## What you are asked to do
Tell how many lines in the following entries include the word "studio", giving the figure alone.
--- START ---
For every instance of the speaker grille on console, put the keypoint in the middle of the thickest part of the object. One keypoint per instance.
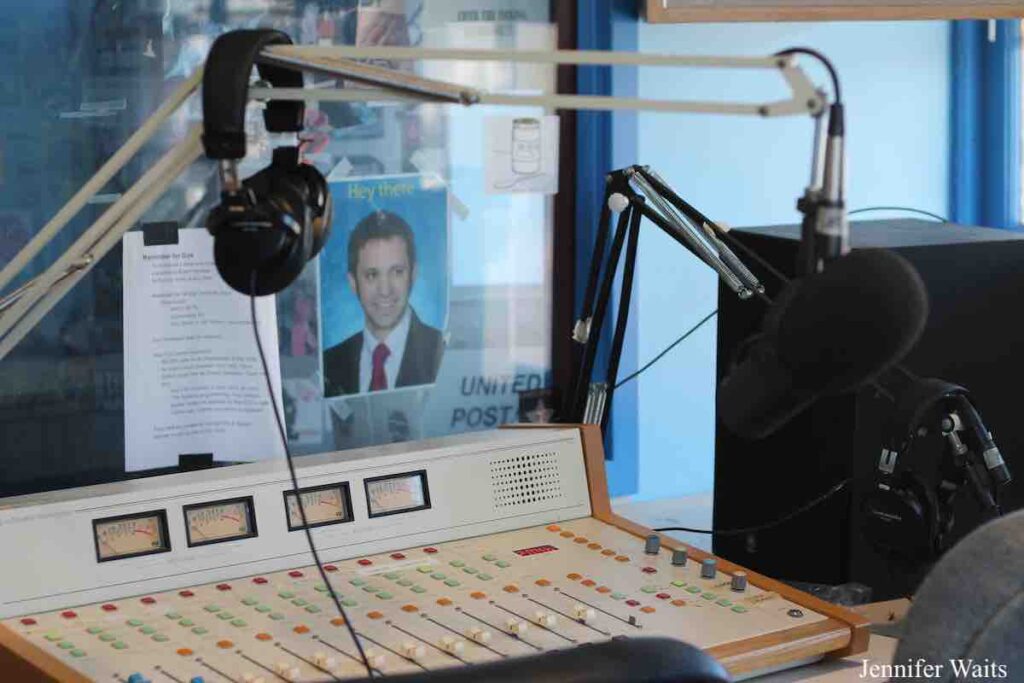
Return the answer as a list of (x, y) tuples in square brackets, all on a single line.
[(524, 479)]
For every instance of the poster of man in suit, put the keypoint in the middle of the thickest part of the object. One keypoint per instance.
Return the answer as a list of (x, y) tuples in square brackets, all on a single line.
[(384, 286)]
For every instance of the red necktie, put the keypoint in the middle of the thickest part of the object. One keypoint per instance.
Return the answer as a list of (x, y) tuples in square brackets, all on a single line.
[(378, 380)]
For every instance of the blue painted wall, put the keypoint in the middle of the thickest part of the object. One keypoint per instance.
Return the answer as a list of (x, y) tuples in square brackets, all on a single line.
[(743, 171)]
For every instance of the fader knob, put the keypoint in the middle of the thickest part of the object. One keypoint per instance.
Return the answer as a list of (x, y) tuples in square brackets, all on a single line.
[(653, 545), (708, 567)]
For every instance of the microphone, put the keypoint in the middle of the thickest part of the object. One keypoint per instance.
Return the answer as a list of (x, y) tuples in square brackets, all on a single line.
[(832, 231), (828, 333)]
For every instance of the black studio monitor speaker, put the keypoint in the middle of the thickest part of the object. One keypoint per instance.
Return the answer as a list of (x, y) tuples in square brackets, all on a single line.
[(974, 337)]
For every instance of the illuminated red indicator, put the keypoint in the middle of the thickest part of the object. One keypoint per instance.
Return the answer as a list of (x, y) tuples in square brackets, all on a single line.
[(536, 550)]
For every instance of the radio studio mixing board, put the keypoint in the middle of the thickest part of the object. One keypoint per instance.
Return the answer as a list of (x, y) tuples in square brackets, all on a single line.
[(444, 553)]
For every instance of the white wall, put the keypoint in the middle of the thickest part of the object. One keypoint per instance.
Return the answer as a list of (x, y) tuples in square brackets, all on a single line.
[(895, 79)]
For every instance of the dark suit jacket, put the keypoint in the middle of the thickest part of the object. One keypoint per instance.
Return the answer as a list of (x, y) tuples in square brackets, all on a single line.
[(420, 360)]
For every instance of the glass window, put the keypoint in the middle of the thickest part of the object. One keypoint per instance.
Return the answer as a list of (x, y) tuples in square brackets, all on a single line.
[(80, 78)]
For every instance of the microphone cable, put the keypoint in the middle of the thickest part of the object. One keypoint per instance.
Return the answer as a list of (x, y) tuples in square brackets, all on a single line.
[(295, 486)]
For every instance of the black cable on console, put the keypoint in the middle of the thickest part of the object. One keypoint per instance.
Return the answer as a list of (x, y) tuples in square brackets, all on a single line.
[(295, 486)]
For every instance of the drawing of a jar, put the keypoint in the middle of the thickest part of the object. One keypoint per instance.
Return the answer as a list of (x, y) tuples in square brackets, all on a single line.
[(525, 146)]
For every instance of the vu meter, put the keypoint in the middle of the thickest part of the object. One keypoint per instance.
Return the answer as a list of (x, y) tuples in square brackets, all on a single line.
[(130, 536), (219, 521), (323, 505)]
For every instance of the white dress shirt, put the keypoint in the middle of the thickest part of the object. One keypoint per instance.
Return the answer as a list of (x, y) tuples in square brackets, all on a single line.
[(395, 342)]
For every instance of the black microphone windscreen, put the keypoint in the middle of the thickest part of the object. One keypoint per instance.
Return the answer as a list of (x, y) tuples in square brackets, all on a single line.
[(825, 334)]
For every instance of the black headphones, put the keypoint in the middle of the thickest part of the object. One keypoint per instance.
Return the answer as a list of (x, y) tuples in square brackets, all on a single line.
[(909, 514), (266, 227)]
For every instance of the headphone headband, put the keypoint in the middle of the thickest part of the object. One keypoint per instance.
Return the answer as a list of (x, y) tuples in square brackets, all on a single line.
[(225, 91)]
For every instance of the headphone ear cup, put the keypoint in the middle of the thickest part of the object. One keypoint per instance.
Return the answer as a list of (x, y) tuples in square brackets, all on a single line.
[(321, 204)]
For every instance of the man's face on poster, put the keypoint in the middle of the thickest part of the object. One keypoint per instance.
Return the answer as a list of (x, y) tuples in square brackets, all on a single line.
[(382, 281)]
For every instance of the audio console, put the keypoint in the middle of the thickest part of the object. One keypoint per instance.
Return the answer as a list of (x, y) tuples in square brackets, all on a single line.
[(445, 553)]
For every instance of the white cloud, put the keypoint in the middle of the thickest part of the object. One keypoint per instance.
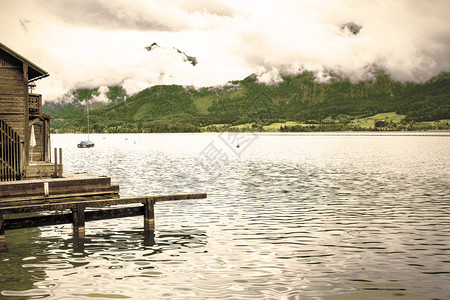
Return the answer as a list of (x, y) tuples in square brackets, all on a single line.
[(92, 43)]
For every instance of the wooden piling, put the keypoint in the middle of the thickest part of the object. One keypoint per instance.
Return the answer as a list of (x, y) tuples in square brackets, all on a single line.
[(2, 228), (149, 215), (56, 163), (78, 220), (60, 163), (78, 216)]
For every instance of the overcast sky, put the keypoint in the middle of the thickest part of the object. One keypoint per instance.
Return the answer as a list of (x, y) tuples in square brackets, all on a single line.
[(92, 43)]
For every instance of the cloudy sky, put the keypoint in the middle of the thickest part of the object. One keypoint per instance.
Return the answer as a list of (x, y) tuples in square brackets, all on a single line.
[(92, 43)]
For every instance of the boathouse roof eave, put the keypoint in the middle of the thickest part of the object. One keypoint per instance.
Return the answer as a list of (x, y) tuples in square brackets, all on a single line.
[(35, 73)]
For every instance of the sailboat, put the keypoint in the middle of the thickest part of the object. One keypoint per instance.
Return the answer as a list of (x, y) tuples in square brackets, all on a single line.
[(88, 143)]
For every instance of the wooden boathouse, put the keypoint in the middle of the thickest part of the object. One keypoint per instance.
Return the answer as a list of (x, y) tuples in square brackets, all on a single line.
[(21, 118), (35, 192)]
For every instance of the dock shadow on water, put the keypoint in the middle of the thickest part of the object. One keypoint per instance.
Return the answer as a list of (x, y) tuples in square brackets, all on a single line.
[(307, 216)]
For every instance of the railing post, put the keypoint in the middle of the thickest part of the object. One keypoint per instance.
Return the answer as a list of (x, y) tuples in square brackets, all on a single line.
[(149, 215), (3, 245)]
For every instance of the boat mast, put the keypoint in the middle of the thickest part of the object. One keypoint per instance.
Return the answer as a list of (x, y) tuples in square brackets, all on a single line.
[(87, 108)]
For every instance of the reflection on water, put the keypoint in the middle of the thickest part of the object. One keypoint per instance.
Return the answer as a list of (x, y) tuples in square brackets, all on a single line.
[(331, 216)]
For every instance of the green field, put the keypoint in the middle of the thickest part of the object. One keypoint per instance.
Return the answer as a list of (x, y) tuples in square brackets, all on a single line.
[(369, 122), (277, 126)]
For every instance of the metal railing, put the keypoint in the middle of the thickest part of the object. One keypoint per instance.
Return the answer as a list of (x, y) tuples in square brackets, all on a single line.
[(11, 152)]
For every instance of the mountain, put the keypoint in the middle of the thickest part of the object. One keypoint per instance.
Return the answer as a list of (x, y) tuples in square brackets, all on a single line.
--- END ---
## Solution to this problem
2